__Work item__
Take the line that contains "the striped flag" in the data below and each line after it, through the last, and repeat them unchanged.

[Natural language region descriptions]
Segment Open
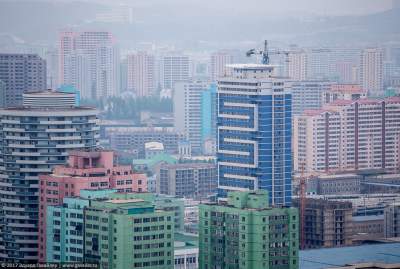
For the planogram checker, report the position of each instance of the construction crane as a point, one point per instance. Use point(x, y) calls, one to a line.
point(302, 205)
point(265, 53)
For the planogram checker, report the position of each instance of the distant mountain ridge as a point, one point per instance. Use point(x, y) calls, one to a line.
point(41, 21)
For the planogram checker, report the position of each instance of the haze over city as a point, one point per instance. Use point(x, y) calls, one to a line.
point(200, 134)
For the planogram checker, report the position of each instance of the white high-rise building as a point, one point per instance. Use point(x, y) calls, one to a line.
point(173, 68)
point(348, 135)
point(219, 61)
point(187, 111)
point(141, 74)
point(297, 66)
point(37, 137)
point(77, 73)
point(107, 71)
point(371, 71)
point(95, 52)
point(318, 63)
point(307, 94)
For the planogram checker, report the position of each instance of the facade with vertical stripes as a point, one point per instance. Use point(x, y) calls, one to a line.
point(348, 135)
point(254, 132)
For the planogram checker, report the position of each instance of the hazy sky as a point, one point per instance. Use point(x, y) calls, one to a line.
point(320, 7)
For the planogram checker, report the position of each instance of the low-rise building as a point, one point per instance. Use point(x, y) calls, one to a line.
point(328, 184)
point(187, 180)
point(186, 251)
point(131, 138)
point(367, 228)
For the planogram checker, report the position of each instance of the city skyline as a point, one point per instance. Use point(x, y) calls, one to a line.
point(196, 134)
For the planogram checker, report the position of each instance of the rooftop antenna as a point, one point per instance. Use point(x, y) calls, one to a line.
point(264, 53)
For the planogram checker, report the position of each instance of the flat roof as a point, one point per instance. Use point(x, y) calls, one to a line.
point(338, 257)
point(124, 201)
point(251, 66)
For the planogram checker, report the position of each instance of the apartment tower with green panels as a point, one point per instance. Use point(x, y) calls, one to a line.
point(246, 233)
point(128, 233)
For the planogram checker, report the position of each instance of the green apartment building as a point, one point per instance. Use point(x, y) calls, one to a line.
point(65, 226)
point(123, 233)
point(246, 233)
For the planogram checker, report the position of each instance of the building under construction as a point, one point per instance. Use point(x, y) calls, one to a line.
point(326, 223)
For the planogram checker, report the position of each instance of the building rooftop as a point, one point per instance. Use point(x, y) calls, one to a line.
point(251, 66)
point(162, 157)
point(124, 201)
point(371, 265)
point(49, 92)
point(188, 165)
point(347, 88)
point(154, 146)
point(337, 257)
point(368, 218)
point(186, 241)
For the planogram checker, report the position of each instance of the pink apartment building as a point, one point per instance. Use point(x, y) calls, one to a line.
point(84, 170)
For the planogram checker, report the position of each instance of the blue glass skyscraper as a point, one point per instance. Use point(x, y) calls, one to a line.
point(254, 133)
point(209, 113)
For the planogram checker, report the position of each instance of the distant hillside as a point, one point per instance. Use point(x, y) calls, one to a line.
point(40, 20)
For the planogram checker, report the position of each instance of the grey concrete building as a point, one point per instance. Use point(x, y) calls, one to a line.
point(308, 94)
point(392, 220)
point(33, 140)
point(327, 223)
point(195, 180)
point(135, 138)
point(20, 73)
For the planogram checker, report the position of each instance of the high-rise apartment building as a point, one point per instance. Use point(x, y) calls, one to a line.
point(20, 73)
point(344, 64)
point(348, 135)
point(318, 64)
point(190, 180)
point(219, 61)
point(52, 65)
point(122, 233)
point(34, 140)
point(173, 68)
point(391, 226)
point(343, 92)
point(308, 94)
point(141, 74)
point(297, 65)
point(371, 71)
point(89, 61)
point(135, 138)
point(107, 71)
point(326, 223)
point(187, 111)
point(65, 226)
point(247, 233)
point(84, 170)
point(254, 132)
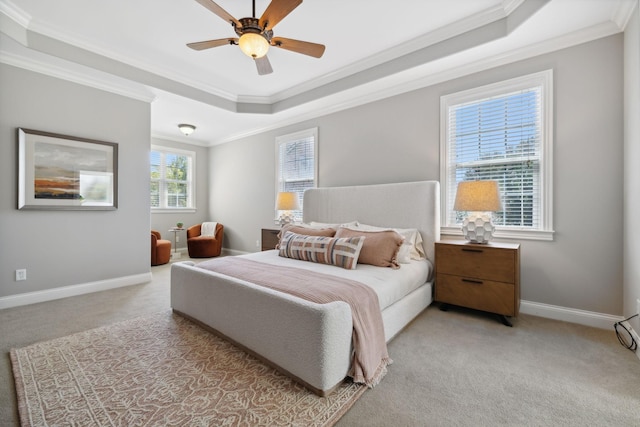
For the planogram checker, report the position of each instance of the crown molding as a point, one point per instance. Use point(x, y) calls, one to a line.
point(417, 79)
point(86, 79)
point(623, 12)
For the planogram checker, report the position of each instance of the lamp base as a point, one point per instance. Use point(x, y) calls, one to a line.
point(286, 218)
point(478, 228)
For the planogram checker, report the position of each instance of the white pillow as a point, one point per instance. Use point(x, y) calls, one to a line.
point(411, 248)
point(315, 224)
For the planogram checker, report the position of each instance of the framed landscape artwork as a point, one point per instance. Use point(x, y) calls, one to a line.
point(66, 173)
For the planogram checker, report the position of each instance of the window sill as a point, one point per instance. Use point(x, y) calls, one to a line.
point(173, 210)
point(544, 235)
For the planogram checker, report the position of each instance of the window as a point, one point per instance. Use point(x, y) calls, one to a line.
point(297, 163)
point(501, 132)
point(172, 184)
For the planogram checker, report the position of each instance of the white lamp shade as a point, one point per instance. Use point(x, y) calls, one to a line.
point(478, 196)
point(287, 201)
point(253, 45)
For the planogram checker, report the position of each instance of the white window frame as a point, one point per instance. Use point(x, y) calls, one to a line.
point(191, 182)
point(542, 79)
point(287, 139)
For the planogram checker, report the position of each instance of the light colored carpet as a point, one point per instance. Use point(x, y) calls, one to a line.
point(161, 370)
point(454, 368)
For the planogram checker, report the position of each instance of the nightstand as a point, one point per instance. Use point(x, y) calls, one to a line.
point(269, 238)
point(482, 277)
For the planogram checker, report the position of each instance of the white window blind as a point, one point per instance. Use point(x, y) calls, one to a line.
point(296, 163)
point(500, 132)
point(171, 179)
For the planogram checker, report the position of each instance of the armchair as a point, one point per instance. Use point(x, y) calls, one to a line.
point(200, 246)
point(160, 249)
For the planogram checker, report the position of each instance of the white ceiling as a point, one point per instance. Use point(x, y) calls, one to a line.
point(374, 49)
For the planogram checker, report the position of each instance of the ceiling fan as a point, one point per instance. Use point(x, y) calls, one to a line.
point(256, 35)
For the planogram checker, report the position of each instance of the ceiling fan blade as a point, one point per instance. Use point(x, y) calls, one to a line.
point(306, 48)
point(213, 7)
point(212, 43)
point(263, 65)
point(276, 11)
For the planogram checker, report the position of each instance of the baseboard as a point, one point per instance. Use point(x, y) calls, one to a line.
point(637, 338)
point(73, 290)
point(572, 315)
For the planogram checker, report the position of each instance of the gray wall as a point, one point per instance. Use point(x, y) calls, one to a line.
point(397, 139)
point(62, 248)
point(631, 170)
point(163, 221)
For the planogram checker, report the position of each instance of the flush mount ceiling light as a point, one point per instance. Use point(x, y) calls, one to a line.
point(186, 129)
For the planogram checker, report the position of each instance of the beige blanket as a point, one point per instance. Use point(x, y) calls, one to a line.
point(370, 357)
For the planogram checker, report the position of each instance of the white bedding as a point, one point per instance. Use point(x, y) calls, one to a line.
point(307, 341)
point(389, 284)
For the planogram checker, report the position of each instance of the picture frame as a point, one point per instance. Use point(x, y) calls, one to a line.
point(62, 172)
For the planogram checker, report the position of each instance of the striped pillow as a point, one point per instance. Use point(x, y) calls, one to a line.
point(321, 249)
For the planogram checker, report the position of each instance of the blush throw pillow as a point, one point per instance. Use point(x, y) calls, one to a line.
point(341, 252)
point(411, 249)
point(380, 247)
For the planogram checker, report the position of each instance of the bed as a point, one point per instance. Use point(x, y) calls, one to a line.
point(313, 342)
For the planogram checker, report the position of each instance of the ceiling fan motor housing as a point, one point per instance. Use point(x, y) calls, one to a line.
point(252, 25)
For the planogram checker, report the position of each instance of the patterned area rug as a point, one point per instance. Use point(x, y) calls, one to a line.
point(162, 370)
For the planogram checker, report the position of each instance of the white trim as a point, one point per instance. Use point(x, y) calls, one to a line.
point(636, 337)
point(72, 290)
point(542, 79)
point(191, 180)
point(285, 139)
point(90, 79)
point(572, 315)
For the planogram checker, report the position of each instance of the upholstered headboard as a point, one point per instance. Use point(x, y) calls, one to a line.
point(401, 205)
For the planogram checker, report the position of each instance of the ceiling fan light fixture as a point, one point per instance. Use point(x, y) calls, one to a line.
point(253, 45)
point(186, 129)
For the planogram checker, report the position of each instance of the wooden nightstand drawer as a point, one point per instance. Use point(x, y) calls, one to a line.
point(485, 295)
point(269, 238)
point(476, 261)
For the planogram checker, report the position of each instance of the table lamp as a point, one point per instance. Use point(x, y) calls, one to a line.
point(479, 199)
point(286, 202)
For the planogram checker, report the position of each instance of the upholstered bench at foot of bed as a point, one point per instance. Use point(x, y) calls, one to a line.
point(309, 342)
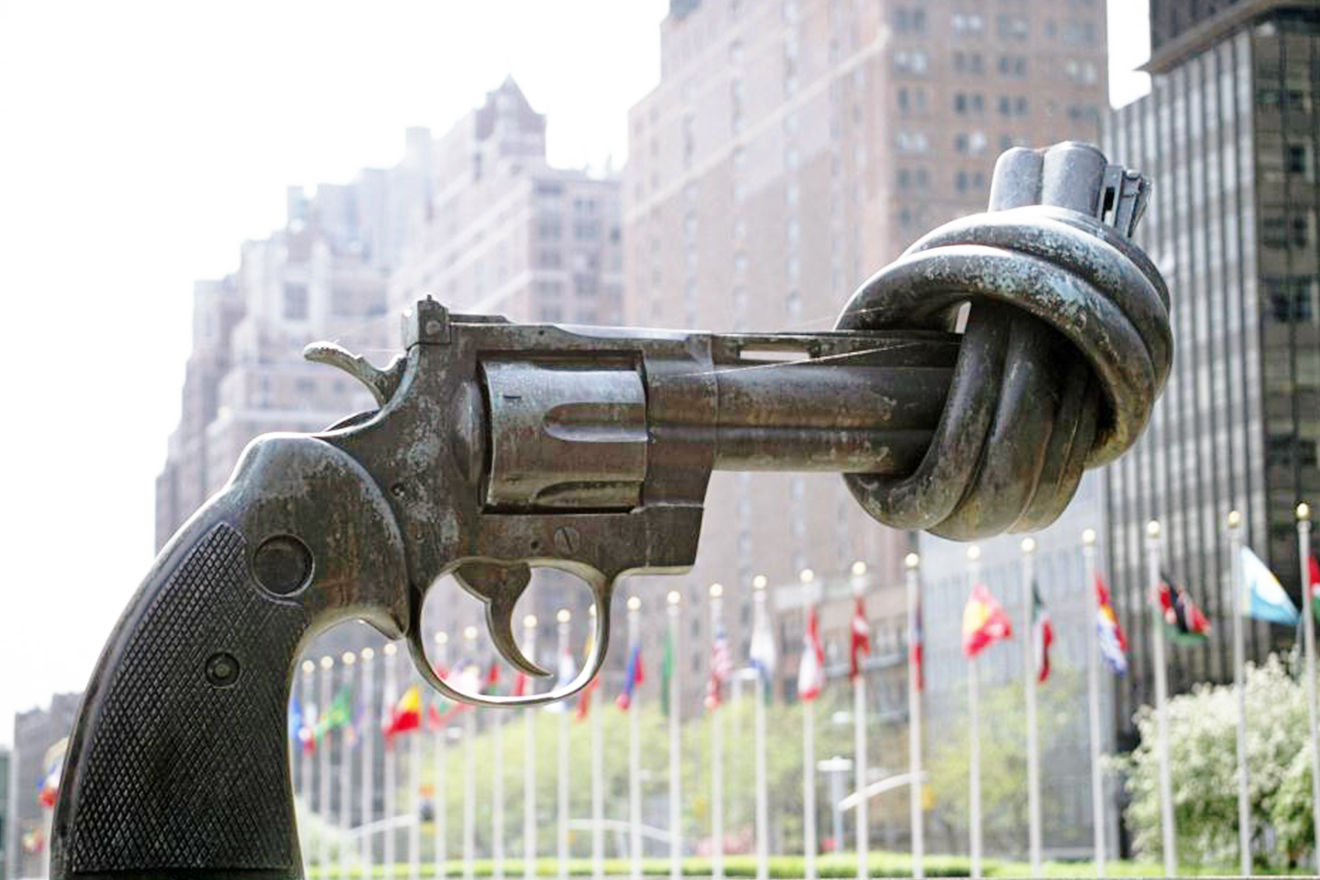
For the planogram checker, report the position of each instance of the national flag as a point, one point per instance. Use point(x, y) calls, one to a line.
point(53, 765)
point(1314, 589)
point(760, 652)
point(1113, 643)
point(1263, 597)
point(721, 668)
point(811, 668)
point(1183, 620)
point(984, 622)
point(405, 714)
point(916, 649)
point(338, 715)
point(665, 673)
point(632, 677)
point(1042, 633)
point(859, 644)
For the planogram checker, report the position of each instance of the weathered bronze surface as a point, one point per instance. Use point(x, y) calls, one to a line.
point(498, 447)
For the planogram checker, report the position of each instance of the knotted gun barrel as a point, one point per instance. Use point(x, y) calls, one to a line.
point(498, 447)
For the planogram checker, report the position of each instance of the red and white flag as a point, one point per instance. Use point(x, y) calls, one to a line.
point(811, 670)
point(861, 643)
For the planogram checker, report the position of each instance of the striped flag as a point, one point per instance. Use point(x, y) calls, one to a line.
point(861, 640)
point(984, 622)
point(811, 670)
point(1113, 643)
point(635, 674)
point(721, 668)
Segment Closed
__Response area__
For the planogram checker, report the position of each instance of the striped flag as a point, one point per instance. Use point(x, y) calls, one to a line.
point(861, 640)
point(984, 622)
point(811, 670)
point(1113, 643)
point(635, 674)
point(721, 668)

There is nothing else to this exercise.